• _TASK OBJECTIVE_: Can you retype every line of the listing below word for word, leaving the pictures out?

(Image box annotation listing)
◇ ◇ ◇

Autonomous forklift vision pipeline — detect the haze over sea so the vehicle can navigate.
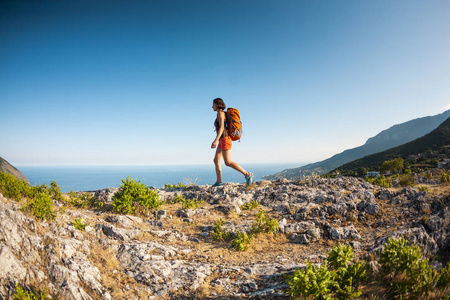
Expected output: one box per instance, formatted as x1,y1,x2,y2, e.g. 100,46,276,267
18,163,303,193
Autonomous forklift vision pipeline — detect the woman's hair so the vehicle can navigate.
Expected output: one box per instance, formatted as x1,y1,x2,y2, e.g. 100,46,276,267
213,98,227,110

◇ ◇ ◇

• _TASK SOLUTION_:
Autonomous forklift vision pipeline — detect the haze over sea so the vehicle can navigate.
Expected output: one box per instance, formatted as x1,y1,x2,y2, e.g. 100,46,276,267
18,163,303,193
Autonomous forklift vision pipeline — detect the woman's hair so the vehicle can navigate.
Expected output: one box per instance, formatted as x1,y1,x2,y2, e.g. 100,46,276,267
213,98,227,110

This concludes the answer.